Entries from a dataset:
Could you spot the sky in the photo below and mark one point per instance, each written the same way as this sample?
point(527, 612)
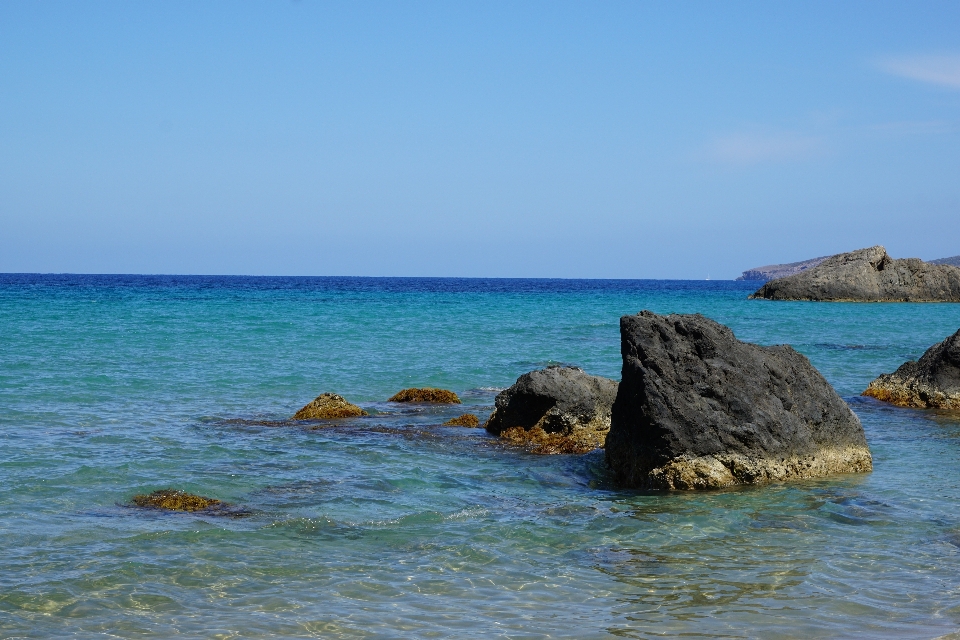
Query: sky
point(491, 139)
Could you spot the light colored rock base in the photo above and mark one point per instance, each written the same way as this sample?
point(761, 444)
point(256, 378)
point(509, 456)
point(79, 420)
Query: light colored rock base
point(910, 392)
point(715, 472)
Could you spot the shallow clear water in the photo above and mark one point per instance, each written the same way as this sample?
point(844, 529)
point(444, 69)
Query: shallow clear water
point(392, 526)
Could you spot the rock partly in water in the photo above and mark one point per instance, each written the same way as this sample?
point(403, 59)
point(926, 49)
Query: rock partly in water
point(174, 500)
point(698, 409)
point(329, 406)
point(868, 275)
point(933, 382)
point(426, 394)
point(555, 410)
point(774, 271)
point(466, 420)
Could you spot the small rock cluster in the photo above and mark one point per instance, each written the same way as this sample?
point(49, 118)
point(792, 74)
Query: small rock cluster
point(932, 382)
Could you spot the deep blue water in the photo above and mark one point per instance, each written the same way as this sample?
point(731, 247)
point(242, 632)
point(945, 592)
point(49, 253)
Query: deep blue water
point(393, 526)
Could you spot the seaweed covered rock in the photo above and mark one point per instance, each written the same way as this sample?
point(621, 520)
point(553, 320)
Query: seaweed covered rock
point(555, 410)
point(329, 406)
point(174, 500)
point(932, 382)
point(868, 275)
point(698, 409)
point(425, 394)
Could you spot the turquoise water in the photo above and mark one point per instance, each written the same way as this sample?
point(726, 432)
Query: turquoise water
point(392, 526)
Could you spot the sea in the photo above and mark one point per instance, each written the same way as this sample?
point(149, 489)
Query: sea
point(394, 526)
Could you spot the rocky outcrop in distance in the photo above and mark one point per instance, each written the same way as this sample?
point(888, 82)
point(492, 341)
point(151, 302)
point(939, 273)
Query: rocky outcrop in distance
point(329, 406)
point(932, 382)
point(868, 275)
point(699, 409)
point(425, 394)
point(555, 410)
point(774, 271)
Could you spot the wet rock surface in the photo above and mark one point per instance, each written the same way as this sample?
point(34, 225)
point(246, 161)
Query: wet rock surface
point(466, 420)
point(425, 394)
point(555, 410)
point(174, 500)
point(868, 275)
point(329, 406)
point(932, 382)
point(698, 409)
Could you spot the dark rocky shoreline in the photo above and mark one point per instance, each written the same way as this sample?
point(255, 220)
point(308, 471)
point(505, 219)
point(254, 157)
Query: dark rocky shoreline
point(868, 275)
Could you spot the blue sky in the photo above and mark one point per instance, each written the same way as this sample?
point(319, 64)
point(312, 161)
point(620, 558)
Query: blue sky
point(622, 140)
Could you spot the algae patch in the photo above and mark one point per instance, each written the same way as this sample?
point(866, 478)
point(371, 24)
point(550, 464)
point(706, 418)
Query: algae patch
point(175, 500)
point(466, 420)
point(425, 394)
point(329, 406)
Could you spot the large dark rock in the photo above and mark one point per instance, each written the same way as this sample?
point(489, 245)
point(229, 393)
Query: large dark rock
point(698, 409)
point(933, 382)
point(555, 410)
point(868, 275)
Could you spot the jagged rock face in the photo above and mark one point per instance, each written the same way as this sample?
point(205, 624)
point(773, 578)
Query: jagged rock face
point(868, 275)
point(698, 409)
point(933, 382)
point(329, 406)
point(555, 410)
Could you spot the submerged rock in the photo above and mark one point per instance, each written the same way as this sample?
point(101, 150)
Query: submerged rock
point(774, 271)
point(329, 406)
point(174, 500)
point(868, 275)
point(426, 394)
point(933, 382)
point(466, 420)
point(698, 409)
point(555, 410)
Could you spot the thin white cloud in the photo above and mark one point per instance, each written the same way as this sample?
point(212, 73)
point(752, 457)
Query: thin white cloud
point(757, 148)
point(943, 70)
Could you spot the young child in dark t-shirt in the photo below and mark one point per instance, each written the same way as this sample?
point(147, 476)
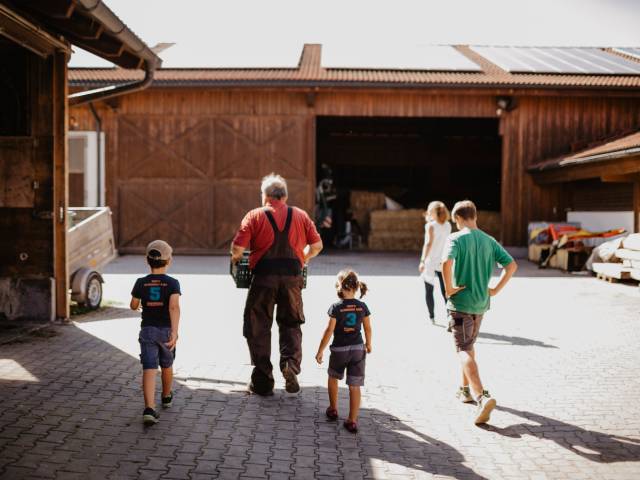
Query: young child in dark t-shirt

# To be done
Copy the rows from the very beginning through the line containing "point(715, 472)", replacing "light colored" with "pale" and keeping everything else the same. Leave the pictures out of your copy.

# Written response
Could you spot the sky in the photo below and mark one point per instance, each written the same way as this sample?
point(527, 612)
Query: sky
point(491, 139)
Could you spot the pale rock base in the photo above and mark one point per instance, each written the same way as this sample?
point(761, 444)
point(256, 378)
point(509, 456)
point(79, 420)
Query: pale rock base
point(910, 392)
point(715, 472)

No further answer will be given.